* Begin Given data *
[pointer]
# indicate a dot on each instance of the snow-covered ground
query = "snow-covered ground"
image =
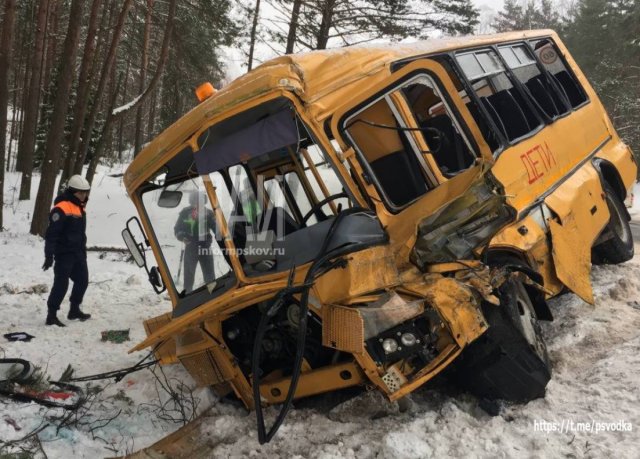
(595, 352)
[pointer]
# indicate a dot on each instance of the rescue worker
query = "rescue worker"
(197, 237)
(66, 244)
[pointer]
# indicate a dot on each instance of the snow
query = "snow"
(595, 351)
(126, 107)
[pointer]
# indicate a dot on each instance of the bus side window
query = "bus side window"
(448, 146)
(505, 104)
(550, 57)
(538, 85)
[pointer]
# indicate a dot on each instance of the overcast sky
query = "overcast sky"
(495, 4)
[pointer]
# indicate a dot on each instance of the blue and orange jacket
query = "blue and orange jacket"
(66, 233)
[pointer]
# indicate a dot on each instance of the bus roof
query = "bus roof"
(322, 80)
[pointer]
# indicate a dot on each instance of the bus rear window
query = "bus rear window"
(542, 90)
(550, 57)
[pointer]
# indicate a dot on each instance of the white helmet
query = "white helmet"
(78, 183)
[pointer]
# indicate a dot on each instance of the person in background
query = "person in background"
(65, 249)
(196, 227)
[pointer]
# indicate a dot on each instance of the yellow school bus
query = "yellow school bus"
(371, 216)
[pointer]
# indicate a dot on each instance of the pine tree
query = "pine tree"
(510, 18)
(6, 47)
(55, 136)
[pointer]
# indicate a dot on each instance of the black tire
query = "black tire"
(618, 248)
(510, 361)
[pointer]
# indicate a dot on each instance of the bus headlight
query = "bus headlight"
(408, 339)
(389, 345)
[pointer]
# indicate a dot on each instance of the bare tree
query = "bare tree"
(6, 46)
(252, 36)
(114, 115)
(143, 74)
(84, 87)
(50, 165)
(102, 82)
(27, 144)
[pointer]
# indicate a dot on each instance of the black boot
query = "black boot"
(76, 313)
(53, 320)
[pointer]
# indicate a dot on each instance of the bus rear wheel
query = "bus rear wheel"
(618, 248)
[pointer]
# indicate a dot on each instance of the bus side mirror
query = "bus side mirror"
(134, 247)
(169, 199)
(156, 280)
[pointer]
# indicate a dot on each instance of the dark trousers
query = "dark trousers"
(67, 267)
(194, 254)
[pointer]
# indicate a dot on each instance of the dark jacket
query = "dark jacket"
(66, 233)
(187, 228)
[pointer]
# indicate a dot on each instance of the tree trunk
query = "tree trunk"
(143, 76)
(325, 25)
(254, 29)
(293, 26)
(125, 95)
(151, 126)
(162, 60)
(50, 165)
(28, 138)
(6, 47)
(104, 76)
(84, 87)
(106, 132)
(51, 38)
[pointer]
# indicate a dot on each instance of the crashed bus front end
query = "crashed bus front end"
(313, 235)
* End Given data *
* Begin Given data *
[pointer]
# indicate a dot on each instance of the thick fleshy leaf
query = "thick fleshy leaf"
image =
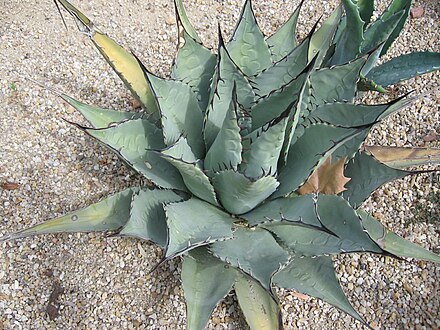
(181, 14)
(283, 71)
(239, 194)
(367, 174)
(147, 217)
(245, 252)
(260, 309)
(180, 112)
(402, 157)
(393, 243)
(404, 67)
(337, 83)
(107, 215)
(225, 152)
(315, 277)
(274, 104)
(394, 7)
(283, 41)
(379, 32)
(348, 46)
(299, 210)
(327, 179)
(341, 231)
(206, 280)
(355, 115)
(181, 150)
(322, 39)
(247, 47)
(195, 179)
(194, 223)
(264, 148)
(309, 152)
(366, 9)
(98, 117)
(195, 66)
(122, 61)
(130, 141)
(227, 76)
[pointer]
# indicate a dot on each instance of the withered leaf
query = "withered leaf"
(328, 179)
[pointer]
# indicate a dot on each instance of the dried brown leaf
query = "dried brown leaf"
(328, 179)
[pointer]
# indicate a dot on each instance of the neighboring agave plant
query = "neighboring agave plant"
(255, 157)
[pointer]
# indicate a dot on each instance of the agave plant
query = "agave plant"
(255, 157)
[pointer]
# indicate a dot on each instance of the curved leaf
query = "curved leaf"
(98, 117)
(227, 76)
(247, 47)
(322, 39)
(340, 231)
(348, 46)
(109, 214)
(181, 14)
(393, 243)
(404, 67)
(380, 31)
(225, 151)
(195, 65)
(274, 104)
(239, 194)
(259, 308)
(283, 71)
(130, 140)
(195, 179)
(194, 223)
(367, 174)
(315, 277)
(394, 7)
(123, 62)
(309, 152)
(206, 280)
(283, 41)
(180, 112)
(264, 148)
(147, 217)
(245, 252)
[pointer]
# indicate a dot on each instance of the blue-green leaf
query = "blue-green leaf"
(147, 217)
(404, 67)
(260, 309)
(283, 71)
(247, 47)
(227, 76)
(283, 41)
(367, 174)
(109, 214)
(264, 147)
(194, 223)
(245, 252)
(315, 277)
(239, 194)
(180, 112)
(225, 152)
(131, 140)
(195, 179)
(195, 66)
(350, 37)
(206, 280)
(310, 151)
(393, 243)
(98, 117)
* End Given data *
▸ **Task details**
Gather every line above that contains the string "agave", with matching that is case-sensitive, and copy each such line in full.

▸ **Expected answer**
# indicate a dot on each instance of the neighboring agave plant
query = "neighboring agave plant"
# indicate a dot on each instance of the agave plant
query = "agave plant"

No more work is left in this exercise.